**Problem statement**
Pick out every line below that contains the string "background" and copy each one. Case counts.

(Source data)
>>>>

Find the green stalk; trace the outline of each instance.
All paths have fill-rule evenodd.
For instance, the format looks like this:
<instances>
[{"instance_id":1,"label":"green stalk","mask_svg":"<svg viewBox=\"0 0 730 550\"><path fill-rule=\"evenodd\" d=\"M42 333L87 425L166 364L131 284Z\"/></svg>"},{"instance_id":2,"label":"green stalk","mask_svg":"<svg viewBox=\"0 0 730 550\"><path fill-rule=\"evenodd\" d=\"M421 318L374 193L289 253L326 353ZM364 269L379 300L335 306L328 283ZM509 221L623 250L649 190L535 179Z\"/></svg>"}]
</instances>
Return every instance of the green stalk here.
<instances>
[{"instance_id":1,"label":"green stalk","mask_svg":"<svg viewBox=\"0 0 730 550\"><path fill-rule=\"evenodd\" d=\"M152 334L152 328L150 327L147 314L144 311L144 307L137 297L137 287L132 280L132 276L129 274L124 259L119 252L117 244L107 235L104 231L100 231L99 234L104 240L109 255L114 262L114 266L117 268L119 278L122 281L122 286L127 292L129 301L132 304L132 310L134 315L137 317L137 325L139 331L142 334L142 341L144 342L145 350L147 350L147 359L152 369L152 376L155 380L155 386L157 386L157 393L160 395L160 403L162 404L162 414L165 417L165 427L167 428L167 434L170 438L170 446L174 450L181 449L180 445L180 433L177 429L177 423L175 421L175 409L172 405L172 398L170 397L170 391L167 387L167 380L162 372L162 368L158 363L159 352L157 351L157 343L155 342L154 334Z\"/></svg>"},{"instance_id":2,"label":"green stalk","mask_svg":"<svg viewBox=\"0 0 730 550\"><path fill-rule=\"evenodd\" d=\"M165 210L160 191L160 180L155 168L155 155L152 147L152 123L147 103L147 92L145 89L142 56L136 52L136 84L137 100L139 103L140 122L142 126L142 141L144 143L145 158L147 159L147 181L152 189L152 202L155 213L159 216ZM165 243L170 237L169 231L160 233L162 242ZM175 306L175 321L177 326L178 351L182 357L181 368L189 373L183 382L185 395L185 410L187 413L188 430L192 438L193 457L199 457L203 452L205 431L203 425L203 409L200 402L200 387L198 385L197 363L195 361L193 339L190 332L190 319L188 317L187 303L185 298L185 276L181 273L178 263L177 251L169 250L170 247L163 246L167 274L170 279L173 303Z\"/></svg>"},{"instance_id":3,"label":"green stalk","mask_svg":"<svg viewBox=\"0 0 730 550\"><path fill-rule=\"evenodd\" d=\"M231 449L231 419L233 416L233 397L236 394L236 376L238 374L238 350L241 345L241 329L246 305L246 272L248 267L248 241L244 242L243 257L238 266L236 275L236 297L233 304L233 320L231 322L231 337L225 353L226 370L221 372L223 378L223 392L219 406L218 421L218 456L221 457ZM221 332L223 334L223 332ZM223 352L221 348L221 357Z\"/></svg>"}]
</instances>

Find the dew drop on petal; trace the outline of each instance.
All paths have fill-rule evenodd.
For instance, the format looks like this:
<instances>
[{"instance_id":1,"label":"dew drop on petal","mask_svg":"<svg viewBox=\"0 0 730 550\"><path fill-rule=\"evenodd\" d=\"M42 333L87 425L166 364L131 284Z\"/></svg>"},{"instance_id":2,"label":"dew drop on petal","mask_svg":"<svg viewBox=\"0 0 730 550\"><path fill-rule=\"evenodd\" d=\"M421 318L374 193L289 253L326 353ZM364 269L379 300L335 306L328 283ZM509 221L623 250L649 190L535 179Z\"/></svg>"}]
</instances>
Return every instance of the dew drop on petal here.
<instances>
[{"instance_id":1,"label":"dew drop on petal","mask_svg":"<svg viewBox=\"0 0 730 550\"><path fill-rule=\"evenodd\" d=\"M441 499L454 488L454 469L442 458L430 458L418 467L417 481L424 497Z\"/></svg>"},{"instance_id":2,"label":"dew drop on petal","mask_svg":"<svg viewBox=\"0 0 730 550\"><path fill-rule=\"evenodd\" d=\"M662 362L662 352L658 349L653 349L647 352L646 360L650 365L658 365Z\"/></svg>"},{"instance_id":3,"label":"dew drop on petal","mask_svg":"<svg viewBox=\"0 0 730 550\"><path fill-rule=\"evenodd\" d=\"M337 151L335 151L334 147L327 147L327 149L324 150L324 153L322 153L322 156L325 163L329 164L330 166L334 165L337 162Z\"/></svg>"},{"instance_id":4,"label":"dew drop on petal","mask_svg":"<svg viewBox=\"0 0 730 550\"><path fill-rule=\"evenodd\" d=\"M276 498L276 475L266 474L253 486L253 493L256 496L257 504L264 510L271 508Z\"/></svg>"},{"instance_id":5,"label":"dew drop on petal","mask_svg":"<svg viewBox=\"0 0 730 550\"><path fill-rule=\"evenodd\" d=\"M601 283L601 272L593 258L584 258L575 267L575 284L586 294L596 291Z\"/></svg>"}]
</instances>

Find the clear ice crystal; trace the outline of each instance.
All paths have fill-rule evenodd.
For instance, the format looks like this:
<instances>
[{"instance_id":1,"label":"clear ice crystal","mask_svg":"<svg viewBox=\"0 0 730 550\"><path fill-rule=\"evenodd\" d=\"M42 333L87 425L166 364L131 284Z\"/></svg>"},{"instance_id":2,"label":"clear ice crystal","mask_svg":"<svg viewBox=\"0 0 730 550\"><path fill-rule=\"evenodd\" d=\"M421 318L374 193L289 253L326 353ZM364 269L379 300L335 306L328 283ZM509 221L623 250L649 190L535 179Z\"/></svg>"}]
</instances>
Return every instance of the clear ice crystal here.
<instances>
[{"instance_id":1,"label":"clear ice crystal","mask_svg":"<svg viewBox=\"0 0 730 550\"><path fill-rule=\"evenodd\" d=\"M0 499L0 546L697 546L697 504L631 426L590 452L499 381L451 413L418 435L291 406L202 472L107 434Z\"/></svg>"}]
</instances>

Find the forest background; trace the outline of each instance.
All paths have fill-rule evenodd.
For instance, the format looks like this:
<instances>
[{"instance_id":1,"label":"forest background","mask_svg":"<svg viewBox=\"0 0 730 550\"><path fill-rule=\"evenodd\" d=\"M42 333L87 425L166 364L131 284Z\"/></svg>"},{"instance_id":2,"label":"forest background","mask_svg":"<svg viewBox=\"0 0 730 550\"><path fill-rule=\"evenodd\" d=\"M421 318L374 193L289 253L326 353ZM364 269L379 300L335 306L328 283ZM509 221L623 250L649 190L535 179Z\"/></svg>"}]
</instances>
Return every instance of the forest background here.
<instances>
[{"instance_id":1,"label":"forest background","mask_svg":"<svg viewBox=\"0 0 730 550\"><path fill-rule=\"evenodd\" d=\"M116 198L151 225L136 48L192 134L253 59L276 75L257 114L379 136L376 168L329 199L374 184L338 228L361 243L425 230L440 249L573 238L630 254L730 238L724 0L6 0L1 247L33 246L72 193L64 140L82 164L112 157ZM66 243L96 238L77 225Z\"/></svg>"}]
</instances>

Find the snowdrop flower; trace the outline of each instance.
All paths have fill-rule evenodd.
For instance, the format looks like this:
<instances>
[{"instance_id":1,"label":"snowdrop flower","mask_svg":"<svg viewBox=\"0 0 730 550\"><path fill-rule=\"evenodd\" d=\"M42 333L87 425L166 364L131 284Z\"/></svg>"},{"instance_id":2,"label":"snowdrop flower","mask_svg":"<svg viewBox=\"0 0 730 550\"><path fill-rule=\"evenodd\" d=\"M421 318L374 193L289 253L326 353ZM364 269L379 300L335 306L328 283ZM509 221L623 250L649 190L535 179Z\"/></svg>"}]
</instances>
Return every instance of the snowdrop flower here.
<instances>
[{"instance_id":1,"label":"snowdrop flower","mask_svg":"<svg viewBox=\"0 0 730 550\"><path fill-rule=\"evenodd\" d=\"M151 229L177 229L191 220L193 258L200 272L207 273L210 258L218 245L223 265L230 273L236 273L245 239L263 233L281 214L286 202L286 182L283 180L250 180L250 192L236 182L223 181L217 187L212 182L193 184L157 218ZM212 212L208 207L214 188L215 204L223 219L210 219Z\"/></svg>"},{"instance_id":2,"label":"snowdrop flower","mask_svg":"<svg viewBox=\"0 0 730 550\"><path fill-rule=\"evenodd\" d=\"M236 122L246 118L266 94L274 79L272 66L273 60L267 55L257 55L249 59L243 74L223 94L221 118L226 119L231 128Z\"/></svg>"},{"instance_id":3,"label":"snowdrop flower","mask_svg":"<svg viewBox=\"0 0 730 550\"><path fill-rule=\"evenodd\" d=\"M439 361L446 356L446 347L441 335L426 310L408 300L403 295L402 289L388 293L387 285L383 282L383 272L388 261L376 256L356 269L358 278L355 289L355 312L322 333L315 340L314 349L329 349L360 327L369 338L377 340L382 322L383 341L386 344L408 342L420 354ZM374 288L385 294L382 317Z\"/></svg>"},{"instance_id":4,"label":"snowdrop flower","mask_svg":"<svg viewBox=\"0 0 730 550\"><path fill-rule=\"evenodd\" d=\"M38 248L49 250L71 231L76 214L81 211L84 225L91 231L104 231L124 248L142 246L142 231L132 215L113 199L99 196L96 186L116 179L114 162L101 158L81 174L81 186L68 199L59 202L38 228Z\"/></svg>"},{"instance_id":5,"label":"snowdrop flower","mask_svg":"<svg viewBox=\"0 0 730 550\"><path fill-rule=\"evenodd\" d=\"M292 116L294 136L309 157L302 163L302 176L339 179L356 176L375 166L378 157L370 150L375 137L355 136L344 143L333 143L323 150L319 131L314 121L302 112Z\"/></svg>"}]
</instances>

<<<<

**Solution to the exercise**
Find the forest background; trace the outline of each instance.
[{"instance_id":1,"label":"forest background","mask_svg":"<svg viewBox=\"0 0 730 550\"><path fill-rule=\"evenodd\" d=\"M42 333L87 425L166 364L131 284Z\"/></svg>"},{"instance_id":2,"label":"forest background","mask_svg":"<svg viewBox=\"0 0 730 550\"><path fill-rule=\"evenodd\" d=\"M421 318L374 193L289 253L326 353ZM364 269L379 300L335 306L328 283ZM509 221L623 250L649 190L535 179Z\"/></svg>"}]
Return every instance of the forest background here.
[{"instance_id":1,"label":"forest background","mask_svg":"<svg viewBox=\"0 0 730 550\"><path fill-rule=\"evenodd\" d=\"M116 198L151 225L136 48L192 134L253 59L276 75L257 114L379 136L376 168L329 199L374 184L338 228L361 243L425 230L440 249L573 238L630 254L730 238L724 0L6 0L1 247L33 246L72 193L64 140L82 164L112 157ZM66 243L96 238L77 225Z\"/></svg>"}]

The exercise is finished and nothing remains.